◆ Your goal ◆
Set down exactly, and only, the lines from the one with "of the leafy" to the final line of the entries, both included.

[Labeled-object pointing entries]
------------------------------------
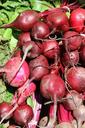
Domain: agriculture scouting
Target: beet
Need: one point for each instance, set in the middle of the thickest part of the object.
(38, 67)
(70, 59)
(73, 100)
(72, 40)
(24, 21)
(23, 38)
(22, 75)
(51, 85)
(40, 30)
(58, 20)
(36, 49)
(51, 48)
(4, 109)
(23, 114)
(75, 77)
(77, 19)
(82, 54)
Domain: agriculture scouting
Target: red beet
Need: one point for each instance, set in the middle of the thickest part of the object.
(73, 100)
(58, 20)
(71, 59)
(76, 78)
(72, 40)
(36, 49)
(4, 109)
(24, 21)
(63, 114)
(23, 114)
(77, 19)
(79, 114)
(22, 75)
(23, 38)
(38, 67)
(51, 48)
(82, 54)
(51, 85)
(40, 30)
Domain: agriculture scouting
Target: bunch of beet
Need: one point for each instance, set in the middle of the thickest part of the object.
(50, 62)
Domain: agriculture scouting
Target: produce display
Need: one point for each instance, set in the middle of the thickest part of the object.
(42, 64)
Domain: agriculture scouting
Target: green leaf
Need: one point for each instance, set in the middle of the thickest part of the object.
(40, 5)
(7, 34)
(8, 97)
(12, 43)
(30, 101)
(57, 3)
(2, 86)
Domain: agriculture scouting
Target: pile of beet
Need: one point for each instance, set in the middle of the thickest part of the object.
(49, 67)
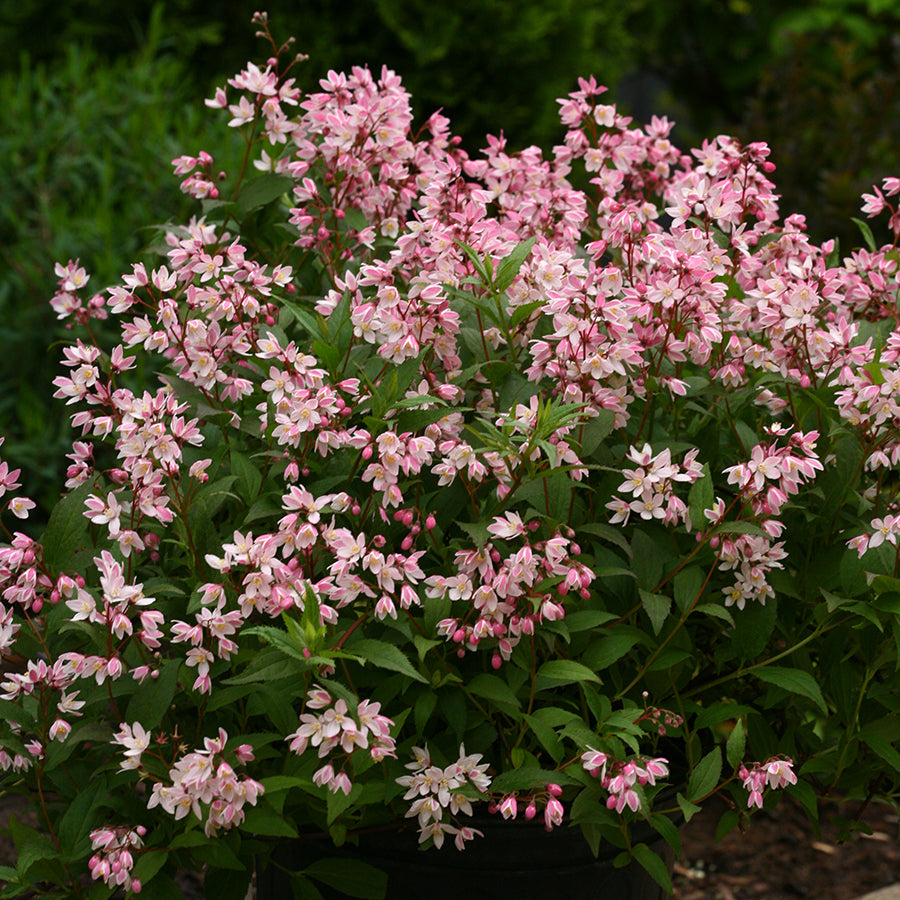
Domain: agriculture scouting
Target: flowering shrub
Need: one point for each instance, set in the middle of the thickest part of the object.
(414, 485)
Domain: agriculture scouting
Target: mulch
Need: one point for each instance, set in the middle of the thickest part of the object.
(778, 856)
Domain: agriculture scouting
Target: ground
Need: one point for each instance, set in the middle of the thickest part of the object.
(777, 858)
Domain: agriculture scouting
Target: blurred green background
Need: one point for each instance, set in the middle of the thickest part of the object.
(98, 97)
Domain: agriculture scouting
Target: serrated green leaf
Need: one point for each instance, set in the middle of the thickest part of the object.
(687, 586)
(736, 744)
(794, 681)
(555, 672)
(509, 266)
(149, 707)
(866, 232)
(261, 190)
(385, 656)
(249, 478)
(657, 607)
(705, 776)
(148, 864)
(700, 497)
(739, 528)
(265, 820)
(67, 529)
(653, 864)
(605, 651)
(492, 688)
(352, 877)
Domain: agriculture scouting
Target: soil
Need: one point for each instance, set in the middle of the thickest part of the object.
(777, 857)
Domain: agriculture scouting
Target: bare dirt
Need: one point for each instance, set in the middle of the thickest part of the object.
(778, 857)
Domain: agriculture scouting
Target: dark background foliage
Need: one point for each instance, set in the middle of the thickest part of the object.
(99, 97)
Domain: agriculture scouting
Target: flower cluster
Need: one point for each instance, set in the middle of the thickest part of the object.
(435, 791)
(334, 729)
(546, 795)
(205, 783)
(114, 858)
(775, 773)
(402, 447)
(621, 777)
(651, 485)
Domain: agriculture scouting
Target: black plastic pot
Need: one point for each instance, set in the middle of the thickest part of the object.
(515, 859)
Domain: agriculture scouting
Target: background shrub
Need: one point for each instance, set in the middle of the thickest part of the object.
(98, 98)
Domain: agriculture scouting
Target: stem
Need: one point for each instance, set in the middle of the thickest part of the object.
(747, 669)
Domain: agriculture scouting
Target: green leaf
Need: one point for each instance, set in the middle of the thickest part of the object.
(687, 586)
(547, 736)
(249, 478)
(609, 533)
(794, 681)
(688, 809)
(149, 863)
(657, 607)
(668, 830)
(593, 432)
(866, 232)
(509, 266)
(587, 619)
(32, 847)
(700, 497)
(226, 884)
(737, 743)
(753, 626)
(716, 612)
(263, 819)
(385, 656)
(492, 688)
(705, 776)
(521, 313)
(528, 777)
(259, 191)
(729, 821)
(881, 737)
(647, 560)
(77, 821)
(67, 529)
(740, 527)
(351, 877)
(603, 652)
(555, 672)
(655, 865)
(289, 644)
(149, 707)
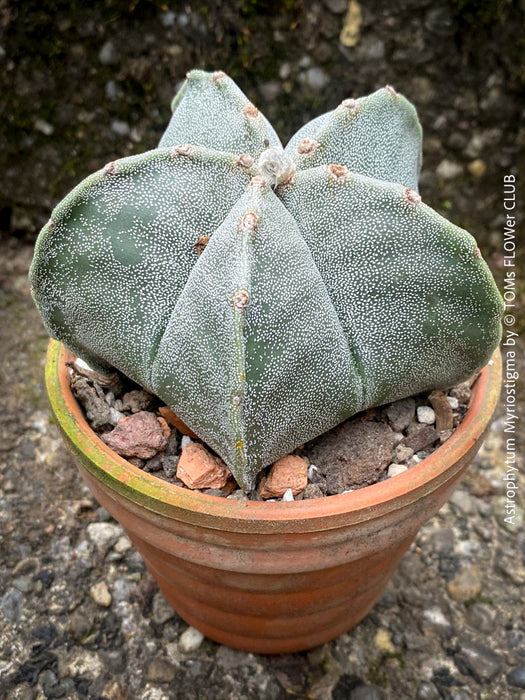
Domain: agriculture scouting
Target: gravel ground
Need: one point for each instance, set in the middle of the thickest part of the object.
(79, 615)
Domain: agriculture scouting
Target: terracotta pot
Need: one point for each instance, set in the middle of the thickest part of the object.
(270, 577)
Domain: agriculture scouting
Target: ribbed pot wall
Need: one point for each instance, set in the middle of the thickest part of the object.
(271, 577)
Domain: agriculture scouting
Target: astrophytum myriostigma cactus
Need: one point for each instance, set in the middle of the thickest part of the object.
(266, 294)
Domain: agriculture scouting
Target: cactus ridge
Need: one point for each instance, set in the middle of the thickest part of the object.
(226, 121)
(379, 136)
(266, 294)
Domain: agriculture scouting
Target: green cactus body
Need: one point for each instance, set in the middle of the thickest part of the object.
(326, 286)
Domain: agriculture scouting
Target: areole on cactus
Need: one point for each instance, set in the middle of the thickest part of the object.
(267, 294)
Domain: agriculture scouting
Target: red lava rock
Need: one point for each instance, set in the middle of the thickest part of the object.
(139, 435)
(198, 469)
(443, 411)
(422, 436)
(172, 418)
(165, 427)
(290, 472)
(137, 400)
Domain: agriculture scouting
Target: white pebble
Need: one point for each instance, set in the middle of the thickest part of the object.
(190, 640)
(453, 401)
(395, 469)
(186, 440)
(83, 365)
(312, 471)
(425, 414)
(115, 416)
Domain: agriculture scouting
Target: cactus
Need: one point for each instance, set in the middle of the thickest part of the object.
(267, 294)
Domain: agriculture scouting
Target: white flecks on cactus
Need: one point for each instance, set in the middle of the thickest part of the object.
(407, 289)
(265, 305)
(211, 111)
(307, 145)
(379, 136)
(121, 249)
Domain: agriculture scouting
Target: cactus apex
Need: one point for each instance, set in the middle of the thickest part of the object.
(307, 145)
(218, 75)
(276, 166)
(339, 173)
(251, 111)
(110, 168)
(350, 104)
(240, 299)
(202, 242)
(412, 196)
(183, 149)
(248, 222)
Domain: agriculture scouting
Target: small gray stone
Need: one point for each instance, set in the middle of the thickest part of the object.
(402, 453)
(420, 437)
(154, 464)
(23, 583)
(107, 54)
(395, 469)
(427, 691)
(11, 604)
(516, 677)
(111, 90)
(103, 535)
(426, 415)
(44, 127)
(161, 612)
(483, 663)
(353, 454)
(230, 659)
(121, 589)
(160, 671)
(120, 127)
(442, 541)
(400, 413)
(462, 501)
(190, 640)
(436, 620)
(285, 70)
(317, 78)
(465, 585)
(137, 399)
(314, 491)
(338, 7)
(481, 617)
(167, 19)
(169, 464)
(100, 594)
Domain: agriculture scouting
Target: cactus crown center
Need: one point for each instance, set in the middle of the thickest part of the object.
(276, 166)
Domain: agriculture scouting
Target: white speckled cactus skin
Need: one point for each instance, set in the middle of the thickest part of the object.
(326, 286)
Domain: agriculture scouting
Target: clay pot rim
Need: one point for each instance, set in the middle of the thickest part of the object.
(170, 500)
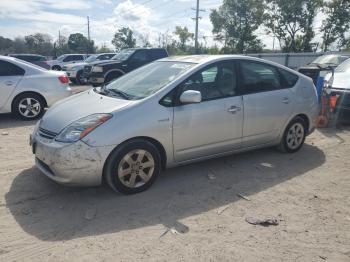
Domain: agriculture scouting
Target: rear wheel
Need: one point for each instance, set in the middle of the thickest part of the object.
(79, 78)
(294, 136)
(28, 106)
(133, 167)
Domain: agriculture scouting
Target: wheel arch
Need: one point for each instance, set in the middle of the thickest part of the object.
(27, 92)
(153, 141)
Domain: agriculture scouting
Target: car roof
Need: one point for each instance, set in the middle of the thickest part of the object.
(25, 55)
(198, 59)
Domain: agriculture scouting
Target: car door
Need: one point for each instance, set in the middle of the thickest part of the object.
(138, 59)
(10, 75)
(267, 103)
(215, 124)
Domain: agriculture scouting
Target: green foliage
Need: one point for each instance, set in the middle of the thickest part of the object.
(292, 23)
(184, 36)
(124, 38)
(78, 43)
(336, 24)
(235, 23)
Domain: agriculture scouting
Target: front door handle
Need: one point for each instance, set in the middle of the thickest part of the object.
(285, 100)
(9, 83)
(234, 109)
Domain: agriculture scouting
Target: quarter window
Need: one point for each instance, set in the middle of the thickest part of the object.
(259, 77)
(290, 79)
(9, 69)
(214, 82)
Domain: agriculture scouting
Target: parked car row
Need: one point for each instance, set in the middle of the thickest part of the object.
(27, 89)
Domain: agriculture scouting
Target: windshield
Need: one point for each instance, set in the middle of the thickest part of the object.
(326, 59)
(91, 58)
(148, 79)
(30, 64)
(60, 58)
(123, 55)
(343, 67)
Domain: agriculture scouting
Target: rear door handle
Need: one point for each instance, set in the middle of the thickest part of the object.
(9, 83)
(234, 109)
(285, 100)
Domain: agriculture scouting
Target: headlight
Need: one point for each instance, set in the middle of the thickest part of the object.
(97, 69)
(81, 128)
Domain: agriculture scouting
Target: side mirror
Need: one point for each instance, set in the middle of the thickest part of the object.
(191, 97)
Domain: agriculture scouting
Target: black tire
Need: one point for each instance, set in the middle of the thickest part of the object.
(111, 76)
(286, 144)
(78, 78)
(56, 68)
(37, 104)
(114, 162)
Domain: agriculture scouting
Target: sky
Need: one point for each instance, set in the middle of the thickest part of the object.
(146, 17)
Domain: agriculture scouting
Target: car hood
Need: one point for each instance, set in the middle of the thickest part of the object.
(77, 106)
(341, 80)
(76, 64)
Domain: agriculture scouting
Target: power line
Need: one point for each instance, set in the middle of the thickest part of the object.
(196, 29)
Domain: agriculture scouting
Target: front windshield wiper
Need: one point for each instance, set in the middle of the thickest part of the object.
(120, 93)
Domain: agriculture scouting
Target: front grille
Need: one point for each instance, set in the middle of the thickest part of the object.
(87, 69)
(46, 133)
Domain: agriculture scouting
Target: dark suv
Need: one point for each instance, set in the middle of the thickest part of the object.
(34, 59)
(98, 72)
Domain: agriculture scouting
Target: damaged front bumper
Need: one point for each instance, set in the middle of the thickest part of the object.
(76, 164)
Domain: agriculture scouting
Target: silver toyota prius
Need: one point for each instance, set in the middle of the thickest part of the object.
(172, 112)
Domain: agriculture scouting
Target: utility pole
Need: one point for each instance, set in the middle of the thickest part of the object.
(88, 28)
(196, 19)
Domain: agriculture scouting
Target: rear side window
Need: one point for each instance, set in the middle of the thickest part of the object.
(9, 69)
(259, 77)
(289, 78)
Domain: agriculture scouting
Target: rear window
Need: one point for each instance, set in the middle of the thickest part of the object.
(289, 78)
(9, 69)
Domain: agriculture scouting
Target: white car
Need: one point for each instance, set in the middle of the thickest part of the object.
(63, 60)
(26, 89)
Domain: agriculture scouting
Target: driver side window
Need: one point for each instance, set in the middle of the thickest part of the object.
(214, 82)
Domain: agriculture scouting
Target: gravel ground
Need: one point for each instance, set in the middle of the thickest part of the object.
(191, 213)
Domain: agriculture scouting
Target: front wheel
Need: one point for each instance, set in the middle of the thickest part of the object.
(28, 106)
(294, 136)
(133, 167)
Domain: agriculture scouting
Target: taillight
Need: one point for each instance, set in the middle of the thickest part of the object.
(63, 79)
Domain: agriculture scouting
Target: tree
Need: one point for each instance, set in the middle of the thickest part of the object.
(235, 23)
(184, 35)
(124, 38)
(292, 22)
(336, 24)
(39, 44)
(5, 45)
(79, 43)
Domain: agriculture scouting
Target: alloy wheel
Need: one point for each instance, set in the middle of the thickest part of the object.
(29, 107)
(136, 168)
(295, 136)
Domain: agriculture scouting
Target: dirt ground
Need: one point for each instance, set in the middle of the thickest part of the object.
(309, 192)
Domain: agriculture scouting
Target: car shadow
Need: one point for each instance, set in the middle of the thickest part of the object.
(11, 121)
(51, 212)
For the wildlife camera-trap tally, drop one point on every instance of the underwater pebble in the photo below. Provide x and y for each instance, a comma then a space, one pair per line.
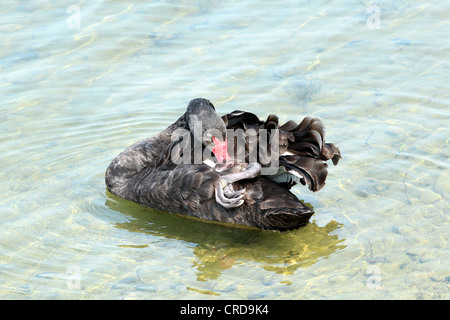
442, 184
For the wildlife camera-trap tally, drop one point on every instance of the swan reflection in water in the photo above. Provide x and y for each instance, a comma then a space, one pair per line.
218, 247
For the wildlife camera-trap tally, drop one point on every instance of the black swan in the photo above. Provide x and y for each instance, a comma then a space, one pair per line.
187, 169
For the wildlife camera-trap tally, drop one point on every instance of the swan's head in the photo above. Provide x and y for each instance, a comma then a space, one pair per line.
208, 127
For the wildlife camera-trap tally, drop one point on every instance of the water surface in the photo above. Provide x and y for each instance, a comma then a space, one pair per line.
81, 81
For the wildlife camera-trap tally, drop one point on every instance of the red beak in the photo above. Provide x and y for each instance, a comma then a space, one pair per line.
220, 150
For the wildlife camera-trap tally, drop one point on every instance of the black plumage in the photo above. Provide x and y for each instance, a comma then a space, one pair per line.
145, 172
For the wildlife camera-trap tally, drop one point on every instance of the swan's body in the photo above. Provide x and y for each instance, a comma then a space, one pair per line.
146, 173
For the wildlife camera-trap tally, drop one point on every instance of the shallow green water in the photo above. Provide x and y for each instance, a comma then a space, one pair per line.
76, 90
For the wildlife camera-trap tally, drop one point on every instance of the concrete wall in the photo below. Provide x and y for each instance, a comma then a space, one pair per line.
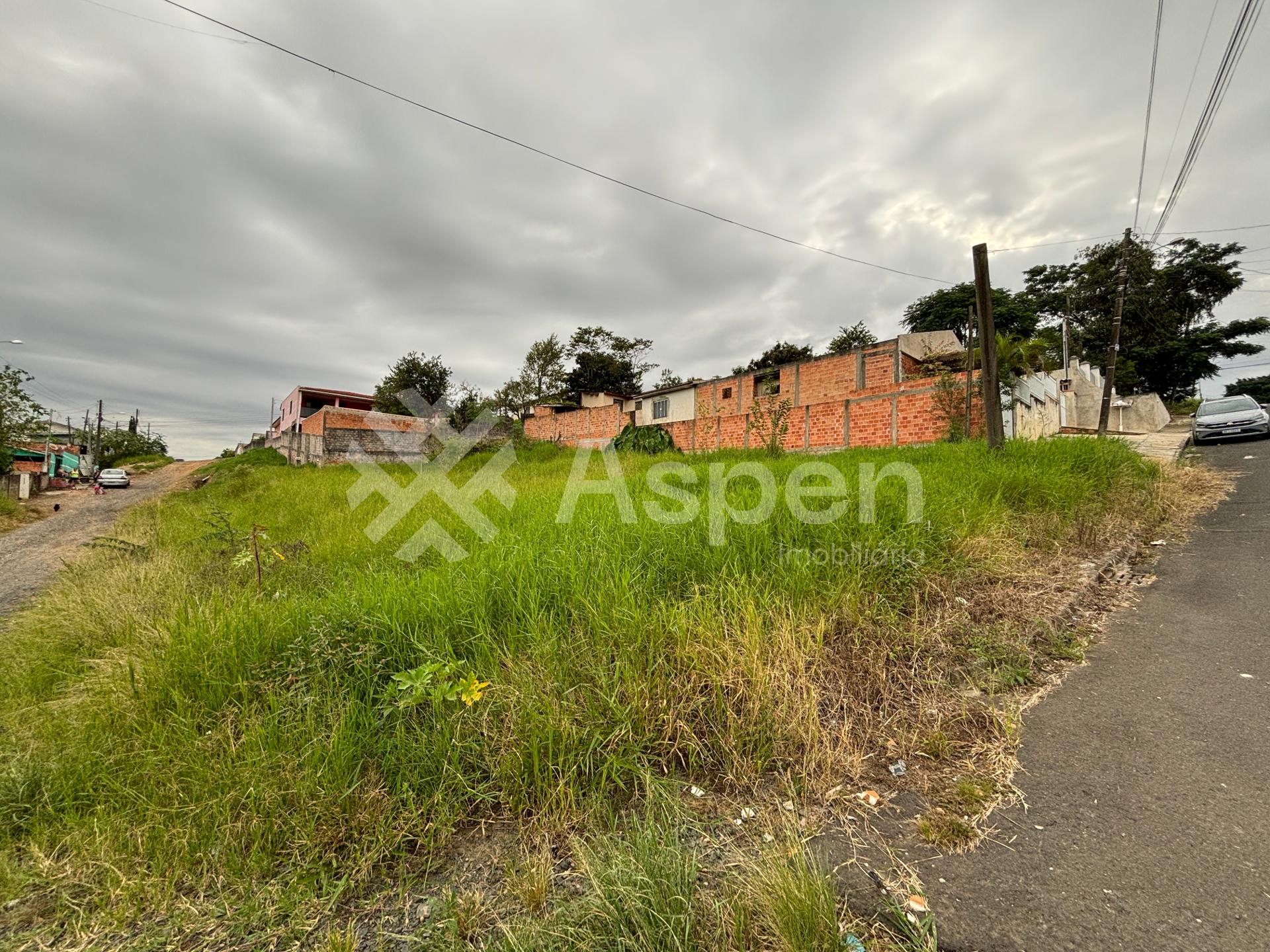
1035, 408
1142, 413
681, 405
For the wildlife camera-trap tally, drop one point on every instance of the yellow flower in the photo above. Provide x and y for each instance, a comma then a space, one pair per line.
474, 691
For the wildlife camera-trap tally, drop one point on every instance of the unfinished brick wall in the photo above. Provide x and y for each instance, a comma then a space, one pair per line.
869, 397
592, 426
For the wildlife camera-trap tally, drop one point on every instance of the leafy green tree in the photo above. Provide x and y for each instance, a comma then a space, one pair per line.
1256, 387
1169, 338
469, 404
948, 309
607, 362
850, 338
542, 380
668, 380
415, 371
777, 356
19, 414
1017, 357
117, 444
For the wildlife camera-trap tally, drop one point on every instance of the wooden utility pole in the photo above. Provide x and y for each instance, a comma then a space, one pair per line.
1114, 347
992, 424
969, 370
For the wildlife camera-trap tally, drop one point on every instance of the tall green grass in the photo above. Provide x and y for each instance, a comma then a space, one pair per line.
172, 729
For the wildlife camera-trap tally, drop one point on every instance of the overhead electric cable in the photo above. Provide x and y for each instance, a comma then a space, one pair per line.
1151, 95
550, 155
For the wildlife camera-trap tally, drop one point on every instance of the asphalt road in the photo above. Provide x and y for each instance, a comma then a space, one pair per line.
30, 555
1148, 771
------------------------------------
◆ Response to the exercise ◆
For the wildlife camera-trap tally, drop one point on every instance of the leafy green tree in the photo above. Provide x and y for each instance, a comma then a space, one pair per line.
1256, 387
1169, 338
469, 404
948, 309
607, 362
850, 338
542, 380
668, 380
415, 371
777, 356
19, 414
1017, 357
117, 444
For the wildlife camera-trap tally, drop one point on every instance of the wooden utility pole in the photo above. Provide x and y for each instance, a comma then a space, one pair per line.
1114, 347
992, 424
969, 370
For the wildlife camera-trap tally, drop one point on every instance of the tall green grass in the photo above. Provide x and y for each instance, a comma then a space, one pair per line.
172, 729
For the wildlife camera-trap tally, drop one point on every instance of the overhead electric cable in the photo above. Provide x and y for each instance, a comma then a space, one pair per line.
1151, 95
550, 155
For the wildlife camera-trap tally, drop one point on every instance of the asphalt road in the photo above. Provide x and y for each instance, a comma then a space, one pair per line.
30, 555
1148, 771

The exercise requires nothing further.